#### [DATA PROVIDED]
§ §
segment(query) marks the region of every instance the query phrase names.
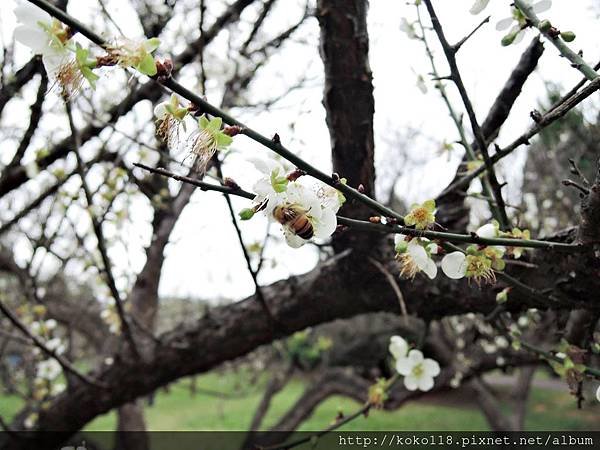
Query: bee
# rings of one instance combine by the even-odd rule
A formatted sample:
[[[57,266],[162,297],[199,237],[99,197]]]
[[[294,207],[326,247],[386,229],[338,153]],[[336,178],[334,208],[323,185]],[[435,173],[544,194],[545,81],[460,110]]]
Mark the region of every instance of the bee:
[[[313,224],[307,213],[306,209],[293,203],[278,205],[273,209],[273,217],[277,222],[283,225],[286,230],[305,240],[312,238],[314,235]]]

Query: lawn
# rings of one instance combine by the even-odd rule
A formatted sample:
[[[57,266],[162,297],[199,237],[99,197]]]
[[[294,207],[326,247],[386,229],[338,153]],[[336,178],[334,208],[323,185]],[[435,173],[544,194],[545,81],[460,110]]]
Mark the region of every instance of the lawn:
[[[245,430],[261,398],[261,386],[240,387],[241,377],[234,373],[210,373],[198,377],[198,392],[190,393],[190,379],[182,380],[160,390],[152,406],[146,408],[149,428],[166,430]],[[275,398],[265,427],[274,424],[300,396],[304,383],[295,379]],[[203,390],[229,394],[227,398]],[[459,403],[460,395],[436,397],[410,403],[393,411],[373,411],[368,418],[361,417],[342,430],[377,431],[478,431],[487,430],[487,423],[473,404]],[[14,397],[0,398],[0,414],[10,419],[18,410],[20,401]],[[360,405],[342,397],[333,397],[323,403],[301,430],[319,430],[331,423],[338,411],[350,414]],[[566,388],[562,391],[534,388],[526,421],[528,430],[591,430],[600,429],[600,405],[592,404],[578,410]],[[87,426],[89,431],[114,430],[113,412],[98,417]]]

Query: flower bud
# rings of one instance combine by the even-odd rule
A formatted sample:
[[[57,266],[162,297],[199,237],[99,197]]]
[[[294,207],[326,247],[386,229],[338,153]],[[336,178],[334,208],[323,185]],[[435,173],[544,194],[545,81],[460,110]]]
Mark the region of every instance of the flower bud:
[[[517,37],[517,34],[519,32],[518,31],[513,31],[512,33],[508,33],[506,36],[504,36],[502,38],[502,41],[500,41],[502,43],[502,45],[504,47],[508,47],[510,44],[512,44],[515,41],[515,38]]]
[[[573,42],[575,40],[575,33],[573,33],[572,31],[563,31],[562,33],[560,33],[560,37],[565,42]]]
[[[540,31],[548,31],[551,27],[552,24],[548,19],[544,19],[538,24],[538,28],[540,29]]]
[[[250,220],[254,217],[255,213],[256,211],[254,211],[254,208],[246,208],[239,212],[239,216],[241,220]]]

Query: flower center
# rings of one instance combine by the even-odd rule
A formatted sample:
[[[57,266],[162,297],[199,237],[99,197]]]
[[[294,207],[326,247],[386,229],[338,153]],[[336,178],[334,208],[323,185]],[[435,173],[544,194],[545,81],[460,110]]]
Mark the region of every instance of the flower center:
[[[494,271],[492,270],[492,261],[489,258],[480,255],[467,256],[466,275],[468,277],[473,277],[477,283],[480,283],[481,281],[492,282],[496,279]]]
[[[416,378],[421,378],[423,376],[423,374],[425,373],[425,369],[423,368],[423,364],[417,364],[415,367],[413,367],[412,369],[412,374],[416,377]]]
[[[403,278],[410,280],[421,270],[408,252],[397,253],[396,260],[400,263],[400,276]]]
[[[416,208],[412,211],[412,213],[417,222],[427,222],[429,211],[427,211],[425,208]]]

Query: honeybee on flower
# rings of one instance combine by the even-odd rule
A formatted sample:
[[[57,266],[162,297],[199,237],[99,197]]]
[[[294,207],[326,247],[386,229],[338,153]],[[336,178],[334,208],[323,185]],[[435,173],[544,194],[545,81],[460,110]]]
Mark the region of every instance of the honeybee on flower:
[[[259,210],[282,225],[287,244],[298,248],[314,238],[325,239],[337,227],[336,213],[345,198],[329,186],[306,186],[294,171],[275,159],[252,159],[262,177],[254,184],[254,208],[240,212],[243,220]]]

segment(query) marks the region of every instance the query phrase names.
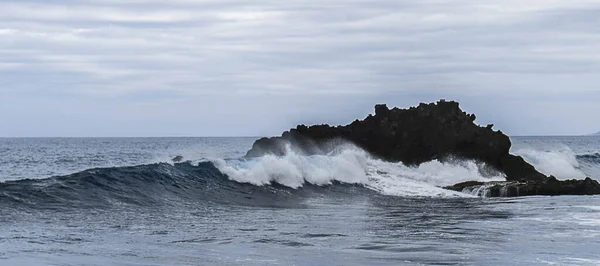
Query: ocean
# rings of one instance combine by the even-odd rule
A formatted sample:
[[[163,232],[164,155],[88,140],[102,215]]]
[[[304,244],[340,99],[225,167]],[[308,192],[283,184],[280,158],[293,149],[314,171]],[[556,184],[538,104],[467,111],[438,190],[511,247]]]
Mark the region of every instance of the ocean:
[[[242,158],[255,140],[0,138],[0,265],[600,265],[600,196],[448,191],[503,176],[349,144]],[[600,179],[600,137],[511,140]]]

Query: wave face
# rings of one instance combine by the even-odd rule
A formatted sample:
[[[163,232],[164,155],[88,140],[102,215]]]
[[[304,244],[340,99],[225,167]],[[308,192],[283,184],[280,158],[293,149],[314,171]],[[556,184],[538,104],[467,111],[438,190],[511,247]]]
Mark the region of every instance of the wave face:
[[[588,175],[600,177],[600,152],[577,155],[579,168]]]
[[[278,206],[303,195],[290,190],[230,181],[212,162],[159,163],[0,183],[0,205],[52,210],[206,202]]]
[[[471,161],[431,161],[419,167],[372,158],[352,146],[331,154],[217,159],[85,170],[47,179],[0,183],[0,204],[35,208],[94,208],[113,205],[300,204],[315,195],[469,197],[442,189],[462,181],[504,180],[482,175]]]

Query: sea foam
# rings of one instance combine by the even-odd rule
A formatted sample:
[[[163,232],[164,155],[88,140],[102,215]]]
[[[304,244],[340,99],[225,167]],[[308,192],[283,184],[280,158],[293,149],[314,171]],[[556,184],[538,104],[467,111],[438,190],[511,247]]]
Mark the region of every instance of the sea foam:
[[[393,196],[465,197],[468,195],[442,187],[464,181],[505,180],[501,174],[483,176],[482,165],[473,161],[435,160],[411,167],[378,160],[352,145],[324,155],[305,156],[288,147],[285,156],[217,159],[214,163],[231,180],[258,186],[278,183],[299,188],[306,183],[322,186],[337,181]]]
[[[585,178],[577,155],[567,146],[551,150],[519,149],[514,151],[538,171],[558,179]]]

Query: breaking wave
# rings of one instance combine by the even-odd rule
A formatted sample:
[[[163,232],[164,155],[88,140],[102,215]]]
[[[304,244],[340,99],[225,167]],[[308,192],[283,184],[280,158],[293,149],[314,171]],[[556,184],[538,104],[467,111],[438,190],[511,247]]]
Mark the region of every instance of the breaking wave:
[[[278,183],[290,188],[333,182],[358,184],[391,196],[464,196],[442,189],[464,181],[501,181],[501,174],[484,176],[473,161],[430,161],[418,167],[372,158],[356,147],[327,155],[303,156],[288,148],[285,156],[267,155],[242,160],[217,160],[215,165],[230,179],[254,185]]]
[[[576,154],[569,147],[550,150],[520,149],[514,151],[538,171],[558,179],[597,177],[600,174],[600,153]]]
[[[285,156],[98,168],[7,181],[0,183],[0,205],[50,209],[182,202],[289,206],[315,195],[470,197],[442,187],[504,180],[500,174],[482,174],[484,168],[473,161],[431,161],[409,167],[375,159],[352,146],[313,156],[290,150]]]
§ §
#### [PROBLEM REQUIREMENTS]
Restate the entries word for word, though any image they contain should not appear.

#### [ANSWER SPACE]
segment(query) marks the region of every instance the query phrase names.
Query: bee
# rings of one instance combine by the even-odd rule
A formatted sample:
[[[57,266],[162,297],[199,237],[99,197]]]
[[[294,207],[326,247],[386,229],[338,153]],[[336,178],[334,208],[323,185]],[[435,173],[544,194],[545,81],[460,110]]]
Mark the region of every instance of the bee:
[[[313,224],[307,213],[306,209],[293,203],[278,205],[273,209],[273,217],[277,222],[283,225],[286,230],[305,240],[312,238],[314,235]]]

Query: lawn
# rings of one instance combine by the even-odd rule
A formatted sample:
[[[57,266],[162,297],[199,237],[99,197]]]
[[[294,207],[326,247],[386,229],[338,153]],[[336,178],[334,208],[323,185]],[[435,173],[544,194],[545,81],[460,110]]]
Mark the region of every instance of the lawn:
[[[245,430],[261,398],[261,386],[240,387],[241,377],[234,373],[210,373],[198,377],[198,392],[190,393],[190,379],[182,380],[160,390],[152,406],[146,408],[149,428],[166,430]],[[275,398],[265,427],[274,424],[300,396],[304,383],[295,379]],[[203,390],[229,394],[227,398]],[[459,403],[460,395],[436,397],[410,403],[393,411],[373,411],[368,418],[361,417],[342,430],[377,431],[478,431],[487,430],[487,423],[473,404]],[[14,397],[0,398],[0,414],[10,419],[18,410],[20,401]],[[360,405],[342,397],[333,397],[323,403],[301,430],[319,430],[331,423],[338,411],[350,414]],[[566,388],[562,391],[534,388],[526,421],[528,430],[591,430],[600,429],[600,405],[592,404],[578,410]],[[87,426],[89,431],[114,430],[113,412],[98,417]]]

Query: flower bud
# rings of one instance combine by the even-odd rule
A formatted sample:
[[[57,266],[162,297],[199,237],[99,197]]]
[[[294,207],[326,247],[386,229],[338,153]],[[336,178],[334,208],[323,185]],[[435,173],[544,194],[545,81],[460,110]]]
Mark the region of every instance of the flower bud:
[[[517,37],[517,34],[519,32],[518,31],[513,31],[512,33],[508,33],[506,36],[504,36],[502,38],[502,41],[500,41],[502,43],[502,45],[504,47],[508,47],[510,44],[512,44],[515,41],[515,38]]]
[[[573,42],[575,40],[575,33],[573,33],[572,31],[563,31],[562,33],[560,33],[560,37],[565,42]]]
[[[540,31],[548,31],[551,27],[552,24],[548,19],[544,19],[538,24],[538,28],[540,29]]]
[[[250,220],[254,217],[255,213],[256,211],[254,211],[254,208],[246,208],[239,212],[239,216],[241,220]]]

Query: flower center
# rings of one instance combine by the even-odd rule
A formatted sample:
[[[57,266],[162,297],[199,237],[99,197]]]
[[[294,207],[326,247],[386,229],[338,153]],[[336,178],[334,208],[323,185]],[[435,173],[544,194],[545,81],[460,110]]]
Mark the region of every instance of the flower center:
[[[494,271],[492,270],[492,261],[489,258],[480,255],[467,256],[466,275],[468,277],[473,277],[477,283],[480,283],[481,281],[492,282],[496,279]]]
[[[416,378],[421,378],[423,376],[423,374],[425,373],[425,369],[423,368],[423,364],[417,364],[415,367],[413,367],[412,369],[412,374],[416,377]]]
[[[403,278],[410,280],[421,270],[408,252],[397,253],[396,260],[400,263],[400,276]]]
[[[416,208],[412,211],[412,213],[417,222],[427,222],[429,211],[427,211],[425,208]]]

Query: honeybee on flower
# rings of one instance combine by the even-odd rule
A formatted sample:
[[[57,266],[162,297],[199,237],[99,197]]]
[[[294,207],[326,247],[386,229],[338,153]],[[336,178],[334,208],[323,185]],[[435,173],[544,194],[545,81],[460,110]]]
Mark the region of every instance of the honeybee on flower:
[[[259,210],[282,225],[287,244],[298,248],[314,238],[325,239],[337,227],[336,213],[345,198],[329,186],[306,186],[294,171],[275,159],[252,159],[262,177],[254,184],[254,208],[240,212],[243,220]]]

segment(query) marks the region of every instance the query phrase names.
Query: ocean
# rings of one instance combine by the even-odd rule
A formatted sample:
[[[163,232],[164,155],[88,140],[102,215]]]
[[[304,244],[340,99],[225,167]],[[308,192],[283,184],[280,158],[293,149],[314,171]],[[556,184],[538,104],[467,111],[438,190],[511,247]]]
Mark the region of every instance of the ocean:
[[[242,158],[255,140],[0,138],[0,265],[600,265],[600,196],[448,191],[503,176],[349,144]],[[600,179],[600,137],[511,140]]]

Query: wave face
# rings of one instance combine by the even-odd rule
A formatted sample:
[[[163,232],[164,155],[88,140],[102,215]]]
[[[304,244],[340,99],[225,167]],[[308,192],[283,184],[280,158],[293,149],[314,171]],[[556,184],[538,104],[467,111],[438,190],[511,247]]]
Mark the region of every instance of the wave face:
[[[588,175],[600,177],[600,152],[577,155],[579,168]]]
[[[278,206],[303,195],[290,190],[230,181],[212,162],[159,163],[0,183],[0,205],[52,210],[206,202]]]
[[[471,161],[431,161],[419,167],[372,158],[352,146],[331,154],[217,159],[85,170],[47,179],[0,183],[0,204],[35,208],[94,208],[113,205],[300,204],[315,195],[469,197],[442,189],[462,181],[504,180],[482,175]]]

Query: sea foam
# rings of one instance combine by the even-odd rule
A formatted sample:
[[[163,232],[164,155],[88,140],[102,215]]]
[[[304,244],[340,99],[225,167]],[[308,192],[283,184],[280,158],[293,149],[314,171]],[[556,184],[538,104],[467,111],[438,190],[511,247]]]
Mark the region of every instance of the sea foam:
[[[393,196],[465,197],[468,195],[442,187],[464,181],[505,180],[501,174],[483,176],[482,165],[473,161],[435,160],[411,167],[378,160],[352,145],[324,155],[305,156],[288,147],[285,156],[217,159],[214,163],[231,180],[258,186],[278,183],[299,188],[306,183],[322,186],[337,181]]]
[[[585,178],[577,155],[567,146],[551,150],[519,149],[514,151],[538,171],[558,179]]]

Query: breaking wave
# rings of one instance combine by the even-odd rule
A formatted sample:
[[[163,232],[164,155],[88,140],[102,215]]]
[[[304,244],[340,99],[225,167]],[[308,192],[283,184],[280,158],[293,149],[314,171]],[[556,184],[538,104],[467,111],[438,190],[511,247]]]
Mark the region of every instance of the breaking wave:
[[[278,183],[290,188],[333,182],[358,184],[391,196],[464,196],[442,189],[464,181],[501,181],[501,174],[484,176],[473,161],[430,161],[418,167],[372,158],[356,147],[327,155],[303,156],[288,148],[285,156],[267,155],[242,160],[217,160],[215,165],[230,179],[254,185]]]
[[[576,154],[569,147],[550,150],[520,149],[514,151],[538,171],[558,179],[597,177],[600,174],[600,153]]]
[[[285,156],[98,168],[7,181],[0,183],[0,205],[50,209],[182,202],[289,206],[315,195],[470,197],[442,187],[504,180],[500,174],[482,174],[484,168],[473,161],[431,161],[409,167],[375,159],[352,146],[313,156],[290,150]]]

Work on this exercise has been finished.